▸ Goal: Copy the lines of the records below word for word, starting at the line that contains "Please identify the forearm" and continuing through the end of the records, with both ends included. Leave the pictures out of your answer.

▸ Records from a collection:
________

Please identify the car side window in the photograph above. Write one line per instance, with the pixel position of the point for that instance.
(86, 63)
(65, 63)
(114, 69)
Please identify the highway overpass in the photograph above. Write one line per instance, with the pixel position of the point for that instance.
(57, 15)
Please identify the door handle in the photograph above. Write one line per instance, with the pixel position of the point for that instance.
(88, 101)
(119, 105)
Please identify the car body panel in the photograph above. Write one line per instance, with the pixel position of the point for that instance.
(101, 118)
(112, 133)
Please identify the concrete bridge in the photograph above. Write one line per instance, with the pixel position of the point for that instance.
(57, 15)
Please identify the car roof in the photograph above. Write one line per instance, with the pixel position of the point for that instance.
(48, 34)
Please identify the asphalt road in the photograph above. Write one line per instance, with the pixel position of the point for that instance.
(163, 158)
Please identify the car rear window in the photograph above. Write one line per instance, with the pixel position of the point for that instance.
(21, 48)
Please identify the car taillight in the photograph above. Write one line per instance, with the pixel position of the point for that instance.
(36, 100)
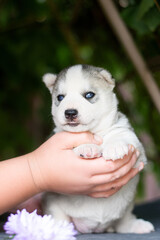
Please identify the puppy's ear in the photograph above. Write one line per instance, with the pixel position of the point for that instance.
(49, 80)
(108, 77)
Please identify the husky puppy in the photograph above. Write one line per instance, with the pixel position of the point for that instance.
(83, 100)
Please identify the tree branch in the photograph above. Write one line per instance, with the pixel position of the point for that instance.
(125, 38)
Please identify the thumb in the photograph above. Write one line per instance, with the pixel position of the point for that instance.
(68, 140)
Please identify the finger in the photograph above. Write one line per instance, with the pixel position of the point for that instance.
(110, 177)
(105, 194)
(114, 165)
(71, 140)
(101, 166)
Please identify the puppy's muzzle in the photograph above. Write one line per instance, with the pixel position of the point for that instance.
(71, 114)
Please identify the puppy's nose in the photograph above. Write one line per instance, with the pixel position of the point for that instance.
(71, 114)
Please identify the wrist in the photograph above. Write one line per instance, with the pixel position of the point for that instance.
(35, 171)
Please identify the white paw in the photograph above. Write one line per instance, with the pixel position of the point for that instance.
(115, 150)
(141, 226)
(88, 151)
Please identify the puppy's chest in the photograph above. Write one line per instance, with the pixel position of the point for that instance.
(101, 210)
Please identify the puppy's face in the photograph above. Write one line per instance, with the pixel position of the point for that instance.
(81, 96)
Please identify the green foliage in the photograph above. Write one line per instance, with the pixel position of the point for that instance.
(39, 36)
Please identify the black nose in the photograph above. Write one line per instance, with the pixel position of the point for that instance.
(71, 114)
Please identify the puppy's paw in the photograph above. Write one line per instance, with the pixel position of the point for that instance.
(115, 150)
(140, 226)
(88, 151)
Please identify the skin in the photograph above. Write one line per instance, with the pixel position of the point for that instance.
(55, 167)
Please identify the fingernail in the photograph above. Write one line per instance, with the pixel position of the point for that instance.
(141, 166)
(137, 153)
(97, 138)
(131, 148)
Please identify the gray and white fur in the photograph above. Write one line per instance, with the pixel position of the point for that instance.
(83, 100)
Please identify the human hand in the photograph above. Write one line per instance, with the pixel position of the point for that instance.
(55, 168)
(120, 172)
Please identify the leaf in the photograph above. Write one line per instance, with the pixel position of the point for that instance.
(144, 7)
(152, 19)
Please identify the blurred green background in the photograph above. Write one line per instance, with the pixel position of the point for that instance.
(40, 36)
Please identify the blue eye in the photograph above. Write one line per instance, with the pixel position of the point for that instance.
(60, 97)
(89, 95)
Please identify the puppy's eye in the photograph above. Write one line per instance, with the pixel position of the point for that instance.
(60, 97)
(89, 95)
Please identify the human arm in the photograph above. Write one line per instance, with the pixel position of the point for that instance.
(54, 167)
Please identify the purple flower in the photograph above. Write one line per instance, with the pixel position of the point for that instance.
(30, 226)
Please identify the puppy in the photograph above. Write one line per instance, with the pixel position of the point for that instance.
(83, 100)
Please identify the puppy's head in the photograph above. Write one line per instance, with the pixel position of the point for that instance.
(81, 96)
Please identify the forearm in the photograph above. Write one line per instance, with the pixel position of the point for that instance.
(17, 183)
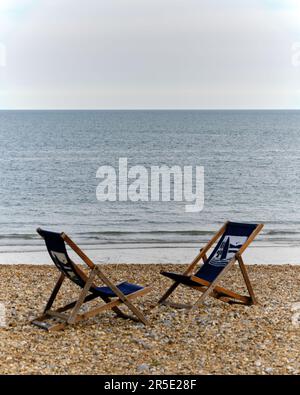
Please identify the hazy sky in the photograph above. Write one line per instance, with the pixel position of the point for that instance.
(149, 54)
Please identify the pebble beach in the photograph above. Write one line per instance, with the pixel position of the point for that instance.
(216, 339)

________

▸ Written reply:
Please identify the forearm in the photograph above. Write one line per instance, with the pixel position of the point for that instance.
(17, 183)
Please identify the hazy sky in the photograph above. Write one line per instance, with the pixel position of the point for that instance.
(149, 54)
Please identify the pebble beach in the photograph above. Write one line per instance, with the pixel position of the point for that instance.
(216, 339)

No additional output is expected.